• [Provided text]

Former Amtrak passenger train between New York and Chicago via Pittsburgh

The Three Rivers was an Amtrak passenger train that ran daily between New York City and Chicago via Philadelphia, Pittsburgh, and Akron. It commenced on September 10, 1995, replacing the Broadway Limited, and ran until March 7, 2005, when Amtrak cancelled a contract with the United States Postal Service that was specific to the train.

== History ==
Amtrak began the Three Rivers on September 10, 1995, as a replacement for the discontinued Broadway Limited. The train originally ran between New York and Pittsburgh, extending a New York–Harrisburg Keystone Service train. Using train numbers 46/47, it exchanged mail cars with the Chicago–Washington, D.C. Capitol Limited in Pittsburgh, while through passengers disembarked and changed trains.

Through service began on February 1, 1996, by coupling two Three Rivers Amfleet coaches to the Superliner consist of the Capitol Limited. Passage between the single-level and double-level cars was facilitated by a transition dorm car.

• [Information shown]
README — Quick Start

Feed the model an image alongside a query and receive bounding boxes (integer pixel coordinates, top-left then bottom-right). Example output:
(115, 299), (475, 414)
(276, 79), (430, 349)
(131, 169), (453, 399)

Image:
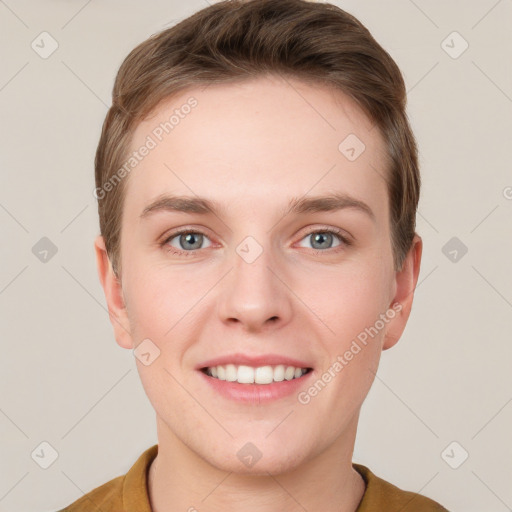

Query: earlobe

(94, 235), (133, 349)
(382, 234), (423, 350)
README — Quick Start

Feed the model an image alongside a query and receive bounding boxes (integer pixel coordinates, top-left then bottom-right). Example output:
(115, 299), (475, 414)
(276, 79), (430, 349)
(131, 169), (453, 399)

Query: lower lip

(199, 370), (313, 403)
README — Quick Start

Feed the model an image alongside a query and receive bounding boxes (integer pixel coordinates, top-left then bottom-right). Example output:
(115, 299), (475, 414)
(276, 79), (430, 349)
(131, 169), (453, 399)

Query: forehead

(125, 77), (387, 219)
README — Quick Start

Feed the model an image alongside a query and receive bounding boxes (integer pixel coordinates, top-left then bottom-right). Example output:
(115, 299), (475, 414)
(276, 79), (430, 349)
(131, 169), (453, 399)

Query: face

(97, 78), (420, 474)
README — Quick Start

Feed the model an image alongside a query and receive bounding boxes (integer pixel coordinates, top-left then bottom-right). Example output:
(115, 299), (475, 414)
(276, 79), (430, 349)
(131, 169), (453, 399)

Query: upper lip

(196, 353), (312, 370)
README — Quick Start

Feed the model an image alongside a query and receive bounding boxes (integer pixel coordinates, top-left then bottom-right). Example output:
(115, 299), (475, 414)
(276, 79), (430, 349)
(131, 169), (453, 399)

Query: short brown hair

(95, 0), (420, 276)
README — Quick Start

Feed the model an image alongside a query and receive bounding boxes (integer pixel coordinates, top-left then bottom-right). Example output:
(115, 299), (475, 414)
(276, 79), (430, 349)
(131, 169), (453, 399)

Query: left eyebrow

(140, 193), (376, 222)
(285, 193), (376, 222)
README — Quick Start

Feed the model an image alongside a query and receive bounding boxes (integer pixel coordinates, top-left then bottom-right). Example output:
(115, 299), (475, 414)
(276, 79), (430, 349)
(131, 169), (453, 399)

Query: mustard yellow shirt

(59, 444), (448, 512)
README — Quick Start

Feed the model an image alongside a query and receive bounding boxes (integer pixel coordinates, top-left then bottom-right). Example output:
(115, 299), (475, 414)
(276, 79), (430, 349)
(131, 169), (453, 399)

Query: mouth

(200, 364), (313, 385)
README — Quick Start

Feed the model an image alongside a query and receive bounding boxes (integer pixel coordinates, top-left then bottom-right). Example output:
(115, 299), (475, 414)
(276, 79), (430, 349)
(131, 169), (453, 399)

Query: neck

(148, 418), (365, 512)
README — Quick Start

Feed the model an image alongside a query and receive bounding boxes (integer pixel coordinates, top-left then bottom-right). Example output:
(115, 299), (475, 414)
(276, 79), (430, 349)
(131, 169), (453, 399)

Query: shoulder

(58, 444), (158, 512)
(59, 475), (125, 512)
(352, 463), (448, 512)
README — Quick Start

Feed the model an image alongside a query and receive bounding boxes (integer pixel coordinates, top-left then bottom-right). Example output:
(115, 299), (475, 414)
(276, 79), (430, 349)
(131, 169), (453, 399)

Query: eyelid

(159, 226), (353, 255)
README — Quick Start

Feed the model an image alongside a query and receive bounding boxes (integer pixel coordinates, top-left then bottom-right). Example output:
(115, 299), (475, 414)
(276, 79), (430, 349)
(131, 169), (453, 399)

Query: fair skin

(95, 77), (421, 512)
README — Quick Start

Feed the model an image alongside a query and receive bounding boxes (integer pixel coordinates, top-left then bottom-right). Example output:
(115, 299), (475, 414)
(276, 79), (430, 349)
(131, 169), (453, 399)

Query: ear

(94, 235), (133, 349)
(382, 234), (423, 350)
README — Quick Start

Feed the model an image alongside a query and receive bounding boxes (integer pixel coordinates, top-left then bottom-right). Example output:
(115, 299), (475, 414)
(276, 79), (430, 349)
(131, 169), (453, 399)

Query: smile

(202, 364), (311, 384)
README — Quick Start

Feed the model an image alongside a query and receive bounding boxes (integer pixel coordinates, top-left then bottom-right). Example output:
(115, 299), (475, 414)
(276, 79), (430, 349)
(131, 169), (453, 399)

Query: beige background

(0, 0), (512, 512)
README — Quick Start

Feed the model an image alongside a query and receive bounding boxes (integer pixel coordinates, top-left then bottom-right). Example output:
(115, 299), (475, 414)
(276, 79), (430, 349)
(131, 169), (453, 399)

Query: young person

(59, 0), (446, 512)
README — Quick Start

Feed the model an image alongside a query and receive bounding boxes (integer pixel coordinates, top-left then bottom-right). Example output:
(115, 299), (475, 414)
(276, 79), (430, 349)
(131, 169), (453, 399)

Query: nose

(217, 242), (293, 332)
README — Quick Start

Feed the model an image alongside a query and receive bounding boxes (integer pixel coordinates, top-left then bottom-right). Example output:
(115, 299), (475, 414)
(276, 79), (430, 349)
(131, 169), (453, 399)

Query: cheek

(308, 266), (389, 348)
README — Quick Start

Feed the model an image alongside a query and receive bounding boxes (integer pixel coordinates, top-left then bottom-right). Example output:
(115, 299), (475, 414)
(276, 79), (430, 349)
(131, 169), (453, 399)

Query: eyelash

(160, 228), (352, 256)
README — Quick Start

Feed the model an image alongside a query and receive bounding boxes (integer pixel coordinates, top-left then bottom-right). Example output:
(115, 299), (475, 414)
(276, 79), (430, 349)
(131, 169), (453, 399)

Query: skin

(95, 76), (422, 512)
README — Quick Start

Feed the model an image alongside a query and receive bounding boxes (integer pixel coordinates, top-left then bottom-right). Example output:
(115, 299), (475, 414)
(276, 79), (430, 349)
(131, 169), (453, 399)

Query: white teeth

(206, 364), (307, 384)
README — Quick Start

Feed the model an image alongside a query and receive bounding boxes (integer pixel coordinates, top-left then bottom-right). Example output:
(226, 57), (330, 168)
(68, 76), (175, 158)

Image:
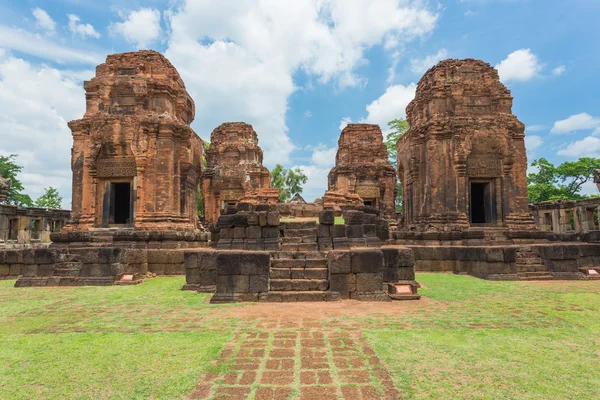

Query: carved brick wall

(65, 51), (202, 231)
(397, 59), (533, 230)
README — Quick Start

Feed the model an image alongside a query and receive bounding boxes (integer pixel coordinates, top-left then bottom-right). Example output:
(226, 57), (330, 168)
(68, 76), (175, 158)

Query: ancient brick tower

(328, 124), (397, 215)
(66, 51), (202, 230)
(202, 122), (278, 222)
(397, 59), (533, 230)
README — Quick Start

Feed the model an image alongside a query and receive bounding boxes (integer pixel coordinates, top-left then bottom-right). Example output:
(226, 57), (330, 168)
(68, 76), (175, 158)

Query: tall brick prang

(397, 59), (533, 230)
(328, 124), (397, 215)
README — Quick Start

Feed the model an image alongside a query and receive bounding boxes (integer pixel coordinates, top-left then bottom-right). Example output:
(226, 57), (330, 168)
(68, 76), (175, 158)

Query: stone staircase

(516, 246), (554, 281)
(279, 221), (319, 252)
(260, 252), (340, 302)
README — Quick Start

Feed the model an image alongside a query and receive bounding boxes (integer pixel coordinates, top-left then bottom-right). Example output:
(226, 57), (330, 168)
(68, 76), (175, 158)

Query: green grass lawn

(0, 274), (600, 399)
(0, 278), (232, 399)
(366, 274), (600, 399)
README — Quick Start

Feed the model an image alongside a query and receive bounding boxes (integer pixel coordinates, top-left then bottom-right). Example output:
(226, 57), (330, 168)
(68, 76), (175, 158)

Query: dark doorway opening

(471, 182), (492, 224)
(110, 182), (131, 225)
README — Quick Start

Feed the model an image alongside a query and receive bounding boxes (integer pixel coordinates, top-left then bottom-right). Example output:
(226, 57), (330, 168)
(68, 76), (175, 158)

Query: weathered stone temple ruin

(202, 122), (279, 222)
(397, 60), (533, 231)
(0, 51), (600, 292)
(323, 124), (397, 215)
(64, 51), (202, 231)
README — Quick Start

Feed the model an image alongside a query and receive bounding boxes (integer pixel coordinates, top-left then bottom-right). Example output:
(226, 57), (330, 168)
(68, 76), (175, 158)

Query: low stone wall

(407, 243), (600, 280)
(327, 247), (415, 300)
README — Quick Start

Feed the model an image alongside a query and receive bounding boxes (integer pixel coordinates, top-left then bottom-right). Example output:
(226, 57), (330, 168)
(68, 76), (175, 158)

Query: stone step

(517, 271), (554, 281)
(259, 291), (341, 302)
(270, 279), (329, 292)
(281, 243), (319, 252)
(283, 228), (317, 237)
(270, 268), (329, 279)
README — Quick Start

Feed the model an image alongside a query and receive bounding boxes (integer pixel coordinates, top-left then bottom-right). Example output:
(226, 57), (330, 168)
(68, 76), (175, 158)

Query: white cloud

(558, 136), (600, 158)
(311, 143), (337, 169)
(361, 83), (417, 132)
(495, 49), (542, 82)
(552, 65), (567, 76)
(68, 14), (101, 39)
(109, 8), (161, 49)
(165, 0), (437, 165)
(31, 8), (56, 32)
(0, 54), (85, 208)
(340, 117), (352, 132)
(550, 113), (600, 134)
(0, 25), (104, 64)
(410, 49), (448, 75)
(525, 125), (546, 132)
(525, 135), (544, 152)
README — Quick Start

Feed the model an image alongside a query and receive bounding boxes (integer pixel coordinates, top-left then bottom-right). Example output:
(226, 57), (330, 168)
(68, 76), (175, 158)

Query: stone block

(363, 223), (377, 237)
(233, 213), (248, 228)
(333, 237), (350, 250)
(319, 237), (333, 251)
(318, 224), (331, 238)
(319, 210), (335, 225)
(327, 250), (352, 274)
(245, 226), (263, 239)
(329, 274), (356, 299)
(262, 226), (279, 239)
(344, 210), (365, 225)
(346, 225), (365, 238)
(248, 271), (269, 293)
(267, 211), (279, 226)
(217, 215), (234, 229)
(352, 249), (383, 274)
(356, 272), (383, 292)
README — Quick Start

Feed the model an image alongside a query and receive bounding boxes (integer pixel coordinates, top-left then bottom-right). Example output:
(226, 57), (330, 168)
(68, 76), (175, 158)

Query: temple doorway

(469, 181), (496, 224)
(103, 181), (133, 227)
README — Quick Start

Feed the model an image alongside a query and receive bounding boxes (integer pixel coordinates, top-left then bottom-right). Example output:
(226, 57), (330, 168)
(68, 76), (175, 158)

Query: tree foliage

(0, 154), (33, 207)
(271, 164), (308, 201)
(34, 186), (62, 209)
(527, 157), (600, 204)
(384, 118), (408, 212)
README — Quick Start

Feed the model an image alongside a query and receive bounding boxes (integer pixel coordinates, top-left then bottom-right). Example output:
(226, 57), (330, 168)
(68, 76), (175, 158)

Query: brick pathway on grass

(189, 314), (400, 400)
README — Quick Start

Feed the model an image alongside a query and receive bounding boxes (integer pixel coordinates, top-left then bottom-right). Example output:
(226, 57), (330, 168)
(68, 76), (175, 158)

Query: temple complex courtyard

(0, 273), (600, 400)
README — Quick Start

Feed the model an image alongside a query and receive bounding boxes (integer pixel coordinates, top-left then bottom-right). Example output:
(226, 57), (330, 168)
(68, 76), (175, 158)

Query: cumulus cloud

(552, 65), (567, 76)
(311, 143), (337, 169)
(0, 25), (104, 64)
(0, 54), (85, 208)
(496, 49), (542, 82)
(550, 113), (600, 135)
(31, 8), (56, 32)
(410, 49), (448, 75)
(109, 8), (161, 49)
(68, 14), (101, 39)
(363, 83), (417, 132)
(166, 0), (437, 165)
(558, 136), (600, 158)
(525, 135), (544, 152)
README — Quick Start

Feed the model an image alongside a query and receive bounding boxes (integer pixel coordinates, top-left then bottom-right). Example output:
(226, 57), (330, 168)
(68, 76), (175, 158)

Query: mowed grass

(366, 274), (600, 399)
(0, 278), (235, 399)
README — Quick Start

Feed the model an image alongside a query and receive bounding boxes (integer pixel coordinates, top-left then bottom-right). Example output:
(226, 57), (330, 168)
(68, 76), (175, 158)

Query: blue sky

(0, 0), (600, 208)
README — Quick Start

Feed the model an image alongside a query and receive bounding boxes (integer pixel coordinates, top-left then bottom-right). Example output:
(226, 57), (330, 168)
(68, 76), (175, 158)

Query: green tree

(384, 118), (408, 212)
(0, 154), (33, 207)
(527, 157), (600, 204)
(33, 186), (62, 209)
(271, 164), (308, 201)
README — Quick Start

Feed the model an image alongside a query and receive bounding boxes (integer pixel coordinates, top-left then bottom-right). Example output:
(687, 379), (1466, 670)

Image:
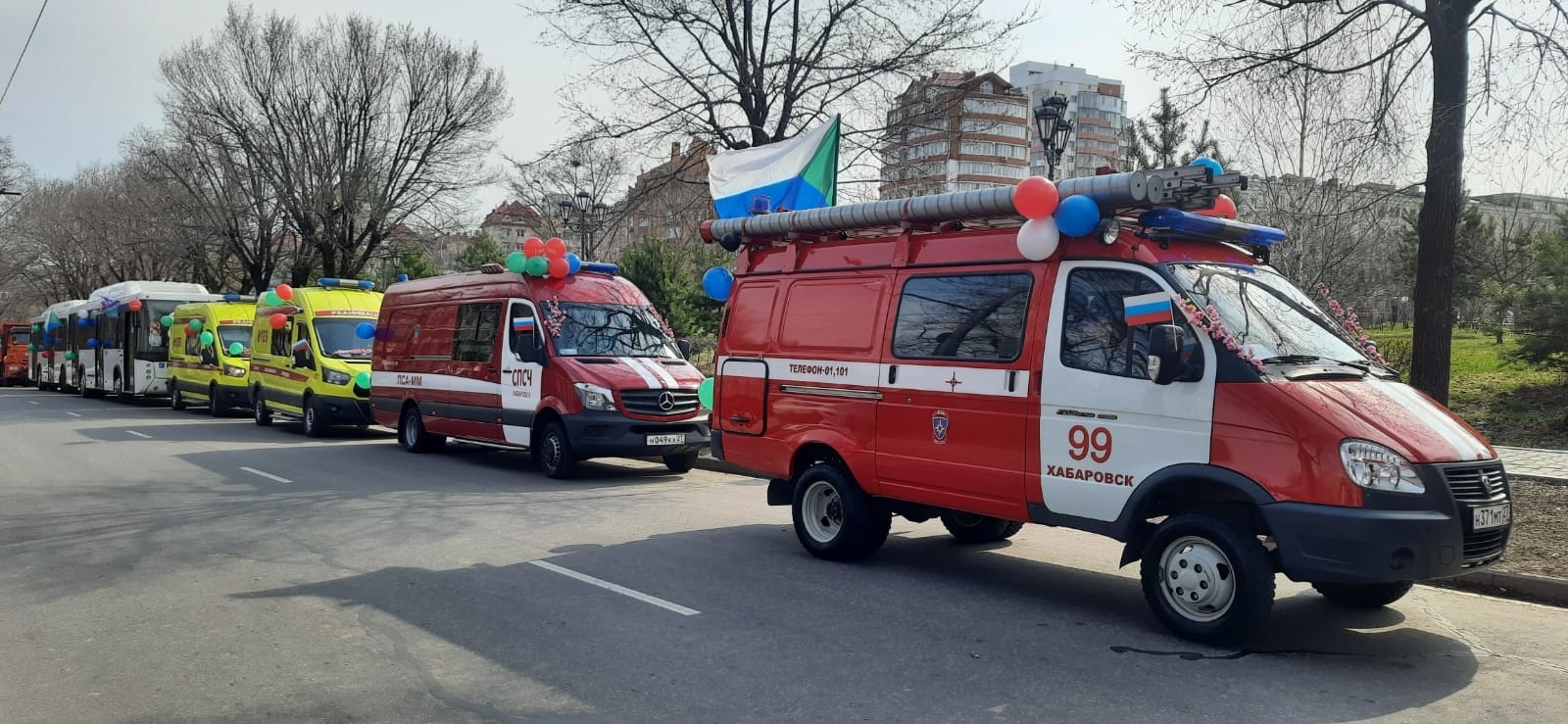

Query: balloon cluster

(507, 237), (583, 279)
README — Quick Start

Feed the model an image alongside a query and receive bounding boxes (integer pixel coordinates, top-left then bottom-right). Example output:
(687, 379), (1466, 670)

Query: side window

(1061, 269), (1201, 379)
(452, 304), (500, 362)
(892, 272), (1035, 362)
(507, 303), (536, 359)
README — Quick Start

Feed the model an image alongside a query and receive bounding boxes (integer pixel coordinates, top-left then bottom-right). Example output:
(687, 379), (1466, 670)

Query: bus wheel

(1140, 514), (1275, 646)
(535, 421), (577, 479)
(397, 405), (447, 453)
(251, 389), (272, 428)
(790, 462), (892, 561)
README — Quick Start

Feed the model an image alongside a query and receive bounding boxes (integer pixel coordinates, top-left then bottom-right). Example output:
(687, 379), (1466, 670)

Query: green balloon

(696, 377), (713, 409)
(523, 257), (551, 276)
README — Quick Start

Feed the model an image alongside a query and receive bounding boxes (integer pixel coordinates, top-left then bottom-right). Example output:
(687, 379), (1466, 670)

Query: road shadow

(235, 525), (1477, 721)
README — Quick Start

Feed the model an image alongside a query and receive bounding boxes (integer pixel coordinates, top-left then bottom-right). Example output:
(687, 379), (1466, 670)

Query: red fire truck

(370, 264), (709, 478)
(701, 167), (1511, 643)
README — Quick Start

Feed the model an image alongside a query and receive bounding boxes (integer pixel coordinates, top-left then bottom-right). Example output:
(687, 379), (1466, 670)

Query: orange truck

(0, 321), (33, 387)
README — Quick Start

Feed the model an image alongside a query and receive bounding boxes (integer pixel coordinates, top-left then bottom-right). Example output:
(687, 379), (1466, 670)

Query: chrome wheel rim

(1160, 536), (1236, 622)
(800, 479), (844, 542)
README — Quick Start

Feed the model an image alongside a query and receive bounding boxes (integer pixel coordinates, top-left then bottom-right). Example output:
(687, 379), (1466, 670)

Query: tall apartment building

(1008, 63), (1127, 178)
(878, 72), (1030, 199)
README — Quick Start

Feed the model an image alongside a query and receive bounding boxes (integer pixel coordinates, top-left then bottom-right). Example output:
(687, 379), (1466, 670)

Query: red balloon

(1013, 175), (1061, 219)
(1198, 194), (1236, 219)
(551, 254), (572, 279)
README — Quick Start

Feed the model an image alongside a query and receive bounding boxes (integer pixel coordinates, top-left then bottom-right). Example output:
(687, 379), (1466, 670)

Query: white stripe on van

(1372, 379), (1487, 460)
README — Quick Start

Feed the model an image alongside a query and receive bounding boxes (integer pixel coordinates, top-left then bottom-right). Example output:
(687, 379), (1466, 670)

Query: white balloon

(1017, 217), (1061, 262)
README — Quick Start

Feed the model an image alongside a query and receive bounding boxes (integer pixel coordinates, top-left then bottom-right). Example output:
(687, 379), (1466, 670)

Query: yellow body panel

(170, 301), (256, 405)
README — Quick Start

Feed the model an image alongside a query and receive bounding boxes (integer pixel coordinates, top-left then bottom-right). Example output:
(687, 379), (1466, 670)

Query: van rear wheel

(943, 512), (1024, 544)
(1312, 581), (1414, 608)
(1140, 514), (1275, 646)
(790, 462), (892, 561)
(397, 405), (447, 453)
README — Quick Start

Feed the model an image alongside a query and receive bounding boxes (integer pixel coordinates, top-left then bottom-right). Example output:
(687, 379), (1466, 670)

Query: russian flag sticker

(1121, 292), (1176, 327)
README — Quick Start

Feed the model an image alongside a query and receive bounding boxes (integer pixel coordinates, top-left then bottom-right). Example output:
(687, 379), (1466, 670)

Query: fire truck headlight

(575, 382), (614, 410)
(1339, 440), (1427, 494)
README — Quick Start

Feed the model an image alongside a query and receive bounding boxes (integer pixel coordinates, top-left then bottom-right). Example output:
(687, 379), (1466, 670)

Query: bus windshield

(555, 303), (680, 358)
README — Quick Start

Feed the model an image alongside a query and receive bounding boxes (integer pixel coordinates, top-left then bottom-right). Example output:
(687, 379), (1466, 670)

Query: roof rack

(698, 165), (1251, 251)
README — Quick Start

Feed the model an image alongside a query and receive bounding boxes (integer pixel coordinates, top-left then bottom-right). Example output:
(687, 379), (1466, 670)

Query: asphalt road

(0, 389), (1568, 722)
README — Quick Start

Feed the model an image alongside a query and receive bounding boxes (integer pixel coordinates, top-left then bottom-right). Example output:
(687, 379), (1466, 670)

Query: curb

(1430, 570), (1568, 606)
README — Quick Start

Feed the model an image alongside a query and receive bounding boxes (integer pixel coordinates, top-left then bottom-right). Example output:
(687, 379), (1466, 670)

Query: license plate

(1471, 503), (1513, 530)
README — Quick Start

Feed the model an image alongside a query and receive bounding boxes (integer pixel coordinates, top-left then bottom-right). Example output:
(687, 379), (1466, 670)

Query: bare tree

(1135, 0), (1568, 401)
(162, 6), (512, 280)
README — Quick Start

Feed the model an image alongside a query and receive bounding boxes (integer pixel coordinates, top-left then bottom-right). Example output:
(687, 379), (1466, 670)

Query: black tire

(533, 421), (577, 479)
(664, 453), (696, 473)
(1312, 581), (1414, 608)
(943, 512), (1024, 544)
(1140, 514), (1275, 646)
(790, 462), (892, 561)
(301, 397), (327, 437)
(251, 389), (272, 428)
(397, 405), (447, 453)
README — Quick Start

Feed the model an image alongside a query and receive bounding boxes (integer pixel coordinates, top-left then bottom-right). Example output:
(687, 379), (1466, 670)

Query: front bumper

(1260, 460), (1511, 583)
(562, 412), (709, 458)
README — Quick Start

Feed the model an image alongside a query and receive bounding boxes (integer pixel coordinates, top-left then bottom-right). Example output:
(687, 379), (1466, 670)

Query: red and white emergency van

(701, 167), (1511, 643)
(370, 264), (709, 478)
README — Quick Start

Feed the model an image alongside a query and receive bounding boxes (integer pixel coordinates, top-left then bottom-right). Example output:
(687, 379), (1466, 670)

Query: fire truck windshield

(1170, 264), (1372, 366)
(555, 303), (680, 358)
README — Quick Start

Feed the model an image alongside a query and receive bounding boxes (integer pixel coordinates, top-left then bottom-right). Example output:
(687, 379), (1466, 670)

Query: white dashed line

(240, 467), (293, 483)
(528, 561), (703, 616)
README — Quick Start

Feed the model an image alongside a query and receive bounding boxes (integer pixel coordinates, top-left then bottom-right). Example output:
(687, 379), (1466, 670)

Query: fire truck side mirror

(1148, 324), (1186, 384)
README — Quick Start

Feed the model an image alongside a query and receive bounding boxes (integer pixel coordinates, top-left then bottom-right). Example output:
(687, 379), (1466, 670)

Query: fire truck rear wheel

(397, 405), (447, 453)
(943, 512), (1024, 544)
(790, 462), (892, 561)
(1140, 514), (1275, 646)
(1312, 581), (1414, 608)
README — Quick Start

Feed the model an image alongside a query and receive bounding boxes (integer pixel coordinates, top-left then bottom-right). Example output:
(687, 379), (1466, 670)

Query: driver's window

(507, 303), (538, 362)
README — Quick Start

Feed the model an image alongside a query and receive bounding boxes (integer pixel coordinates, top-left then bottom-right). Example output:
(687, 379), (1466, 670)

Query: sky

(0, 0), (1562, 221)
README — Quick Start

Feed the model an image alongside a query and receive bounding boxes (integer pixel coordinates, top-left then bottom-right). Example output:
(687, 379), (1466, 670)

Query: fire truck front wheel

(790, 462), (892, 561)
(1140, 514), (1275, 646)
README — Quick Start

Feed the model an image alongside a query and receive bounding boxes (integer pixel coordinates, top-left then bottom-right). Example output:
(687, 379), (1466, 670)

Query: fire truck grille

(621, 390), (698, 416)
(1443, 463), (1508, 503)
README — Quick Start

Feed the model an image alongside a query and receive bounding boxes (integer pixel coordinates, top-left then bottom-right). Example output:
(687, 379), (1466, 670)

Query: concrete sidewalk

(1495, 445), (1568, 484)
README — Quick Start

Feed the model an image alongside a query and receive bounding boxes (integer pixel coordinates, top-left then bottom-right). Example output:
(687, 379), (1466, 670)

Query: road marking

(240, 465), (293, 483)
(528, 561), (703, 616)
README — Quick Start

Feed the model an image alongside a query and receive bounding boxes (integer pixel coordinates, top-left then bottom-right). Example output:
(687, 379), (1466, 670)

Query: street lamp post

(557, 190), (610, 256)
(1035, 96), (1072, 180)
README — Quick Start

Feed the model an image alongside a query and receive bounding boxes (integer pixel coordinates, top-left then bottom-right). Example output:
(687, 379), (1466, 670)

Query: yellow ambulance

(166, 295), (256, 416)
(248, 279), (381, 437)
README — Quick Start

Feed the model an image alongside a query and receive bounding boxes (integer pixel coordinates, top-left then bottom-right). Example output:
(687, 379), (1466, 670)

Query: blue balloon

(1055, 196), (1100, 237)
(1192, 155), (1225, 175)
(703, 266), (735, 301)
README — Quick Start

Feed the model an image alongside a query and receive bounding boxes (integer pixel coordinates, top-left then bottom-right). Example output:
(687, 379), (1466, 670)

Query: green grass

(1367, 329), (1568, 448)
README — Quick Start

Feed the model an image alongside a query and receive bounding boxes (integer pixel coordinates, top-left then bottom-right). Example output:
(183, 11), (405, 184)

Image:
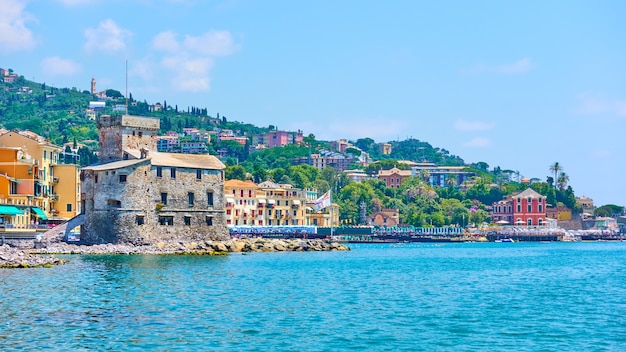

• [Work required]
Continue the text on the Three Rivers train after its final sentence.

• [Task output]
Amtrak ended the switching operation on November 10, 1996, in favor of extending the Three Rivers to Chicago as an independent train. In doing so, they restored the Broadway Limiteds numbers (40/41), albeit neither its full dining service nor its sleeping cars due to equipment shortages and an unfavorable schedule.

On April 1, 1999, Amtrak added a sleeping car to the Three Rivers, using four previously stored Heritage Fleet sleepers that they had restored for $250,000 since no Viewliners were available. The last standard 10-6 sleepers operated by Amtrak, they required a Federal Railroad Administration waiver to operate because of their direct-dump toilets. When the waiver expired in October 2001, Amtrak retired the Heritage sleepers and replaced them with Viewliners, which had since become available. It ceased on March 7, 2005, after Amtrak cancelled a contract with the United States Postal Service that was specific to the train.

== Route ==
The Pittsburgh–New York Three Rivers stopped at Pittsburgh, Greensburg, Johnstown, Altoona, Huntingdon, Lewistown, Harrisburg, Lancaster, Paoli, Philadelphia, Trenton, Newark and New York. With the extension to Chicago in 1996, service began to Hammond–Whiting and Nappanee. Other stops in Ohio were added as station improvements were funded: Youngstown (May 16, 1997), Fostoria (December 15, 1997) and Akron (August 10, 1998). Latrobe was added as a flag stop on May 17, 1998.

Highlights along the route included Horseshoe Curve near Altoona, Pennsylvania, and the Allegheny Mountains. The New York–Chicago trip took about 20 hours.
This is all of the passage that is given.